## Exercise aim
What is needed is an exact copy of every entry below, with the pictures left out.

## Dataset
+--

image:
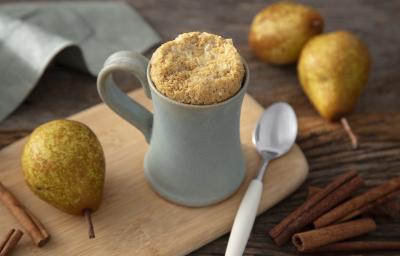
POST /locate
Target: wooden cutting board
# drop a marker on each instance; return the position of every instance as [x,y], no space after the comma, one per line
[133,220]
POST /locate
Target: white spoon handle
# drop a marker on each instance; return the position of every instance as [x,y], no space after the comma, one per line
[244,219]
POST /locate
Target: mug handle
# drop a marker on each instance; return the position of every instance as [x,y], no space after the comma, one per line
[118,101]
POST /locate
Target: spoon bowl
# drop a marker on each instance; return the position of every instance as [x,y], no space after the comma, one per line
[276,130]
[273,137]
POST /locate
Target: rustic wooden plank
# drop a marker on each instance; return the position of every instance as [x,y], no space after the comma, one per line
[376,118]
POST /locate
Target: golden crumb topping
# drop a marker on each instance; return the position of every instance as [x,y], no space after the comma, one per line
[197,68]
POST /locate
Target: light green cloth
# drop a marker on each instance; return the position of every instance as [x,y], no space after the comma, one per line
[82,35]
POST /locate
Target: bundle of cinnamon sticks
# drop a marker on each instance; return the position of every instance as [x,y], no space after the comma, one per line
[333,213]
[33,227]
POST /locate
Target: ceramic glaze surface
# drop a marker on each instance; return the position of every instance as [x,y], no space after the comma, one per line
[195,156]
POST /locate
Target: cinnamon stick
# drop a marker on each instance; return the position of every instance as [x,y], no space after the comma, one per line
[356,203]
[370,206]
[359,246]
[389,207]
[312,190]
[10,241]
[323,236]
[392,208]
[334,193]
[38,237]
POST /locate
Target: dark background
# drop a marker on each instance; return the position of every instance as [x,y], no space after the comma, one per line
[376,119]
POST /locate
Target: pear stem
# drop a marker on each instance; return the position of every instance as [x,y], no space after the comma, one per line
[88,216]
[352,136]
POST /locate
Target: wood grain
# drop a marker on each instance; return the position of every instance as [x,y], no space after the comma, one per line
[376,119]
[133,219]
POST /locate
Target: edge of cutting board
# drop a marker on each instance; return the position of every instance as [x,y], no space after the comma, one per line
[132,218]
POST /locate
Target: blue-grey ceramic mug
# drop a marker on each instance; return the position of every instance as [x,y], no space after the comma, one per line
[195,156]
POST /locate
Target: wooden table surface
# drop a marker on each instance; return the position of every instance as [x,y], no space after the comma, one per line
[376,119]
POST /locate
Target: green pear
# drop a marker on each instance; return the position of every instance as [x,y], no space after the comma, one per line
[279,32]
[63,164]
[333,70]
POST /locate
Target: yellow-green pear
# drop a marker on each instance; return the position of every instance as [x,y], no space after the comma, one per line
[279,32]
[63,164]
[333,69]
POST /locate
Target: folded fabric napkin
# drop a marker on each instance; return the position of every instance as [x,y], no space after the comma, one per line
[81,35]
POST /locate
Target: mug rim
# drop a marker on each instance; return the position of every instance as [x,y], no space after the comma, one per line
[242,89]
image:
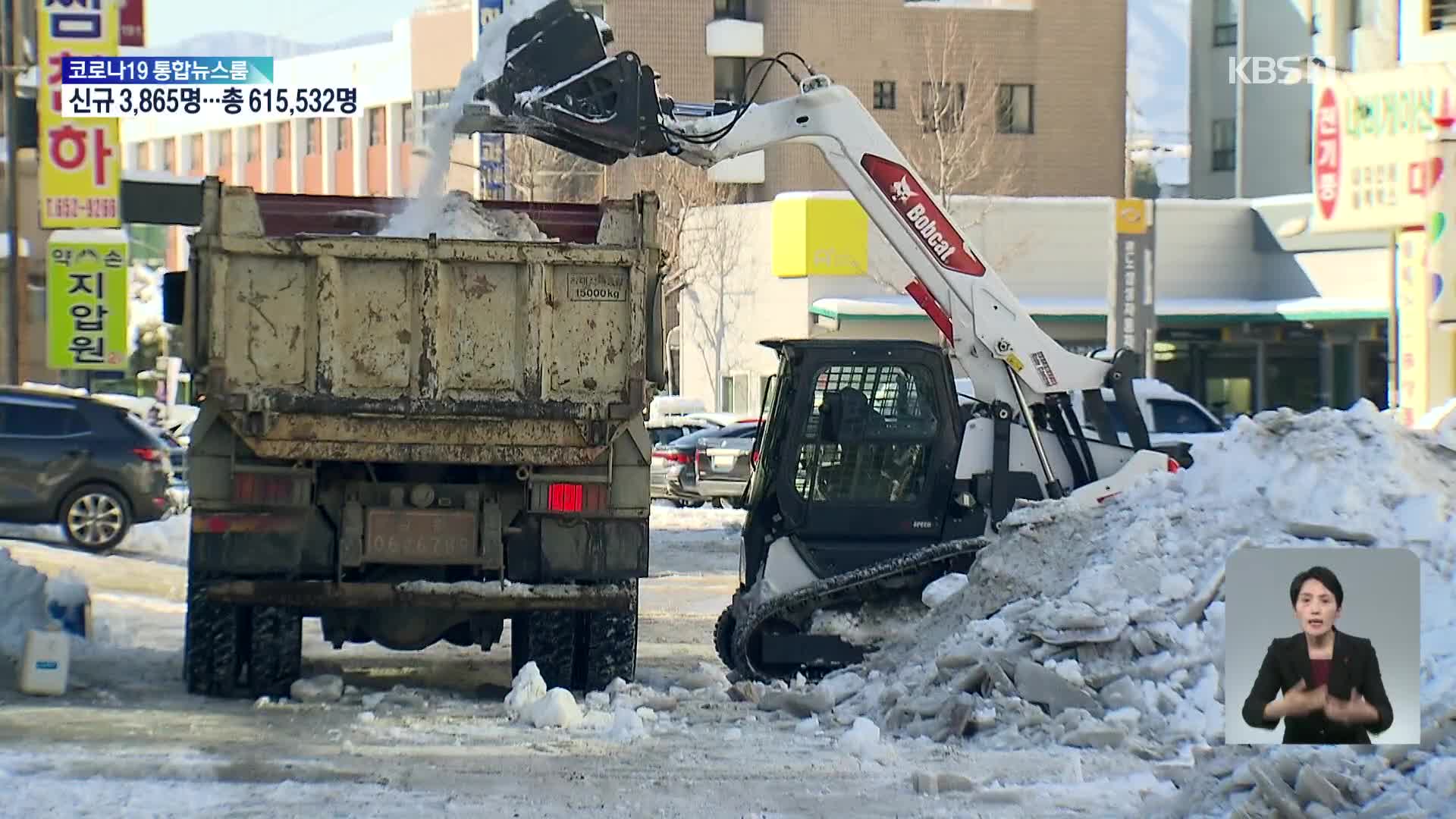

+--

## Result
image:
POST /locate
Target: wooden cutting board
# drop a marker on each instance; return the position of every instance as [x,y], no space after the comma, one per line
[133,220]
POST /locate
Target: white spoon handle
# drop a marker on each instance; return the position of every instance as [x,y], no space after the comma, one per line
[244,219]
POST /locate
Target: mug handle
# drop a marker on each instance; return the position of every instance as [x,y], no space after the comma, one per line
[118,101]
POST /locate
Target: spoon bowl
# drop a marker on each instance; return the position of every instance as [x,y], no space after the comma, one per line
[276,130]
[273,137]
POST /locate
Target: rustic wooden plank
# drop a marker on each instance; return the position of every instance as [x,y], no space after the comma, one per line
[376,118]
POST /locate
Target: golden crumb topping
# drop a marker on each instance; return the position of every instance as [x,y], no space after the comma, one per line
[197,68]
POST /locate
Target: light green cloth
# drop a marker on each instance; return the position of every instance as [x,y], no space after the comma, one per line
[82,35]
POST /locate
Target: bundle of cinnamon sticks
# drop a marker on each instance; return the position of every instance as [x,y], no space after the comma, one per line
[333,213]
[33,227]
POST /locate
Target: ceramic glaze surface
# drop a marker on each instance; return the position of every instance as [x,y], no space after the comma, one per line
[195,156]
POST /locate
Target: cinnamon stick
# drop a marker on each instance; return the position of every instance as [x,y], no space after the comma, one per line
[356,203]
[370,206]
[359,246]
[389,207]
[312,190]
[10,241]
[323,236]
[392,208]
[334,193]
[38,237]
POST /locate
Target: dark background
# drop a marker on each instance; return the position of every instance as [x,y], no space after the comma, one per line
[376,119]
POST /locate
Target: pear stem
# drop a marker on each instance; return the position of every instance as [x,y], no space after the comma, one per line
[88,216]
[352,136]
POST /locate
Target: wood grain
# drop a marker on each instance; return the position of every instance as [x,y], no space after the comma, one per line
[376,119]
[133,219]
POST /locate
Target: edge of cutting board
# drop a marker on each instance; return the position of every instance as [x,y], no space after the comma, one per line
[132,218]
POST /locate
Target: blue-grey ceramic mug
# drop a marker on each instance; return the position of every instance as [x,y], no space after the comma, one per line
[195,156]
POST /locate
Target: wooden table surface
# drop a marker on each instance; return the position of every instance as [x,y], no space after the comma, one per line
[376,119]
POST /locate
Target: green pear
# drop a marker on each instance; return the position of every instance as [x,y], no space after the comma, one per line
[279,32]
[63,164]
[333,70]
POST /locate
Target: yellow-green pear
# drop a marker on each instance; return the position of every instance as [x,y], no space after the comma, one per line
[279,32]
[63,164]
[333,69]
POST /locate
Target: folded fabric napkin
# drop a marker on each instance; return the position of every instance as [x,y], no space after the comma, one per line
[81,35]
POST /locate
Target: mug rim
# drop a marker on each instance; return the position of every instance as [x,y], no space after the comma, one per line
[242,89]
image:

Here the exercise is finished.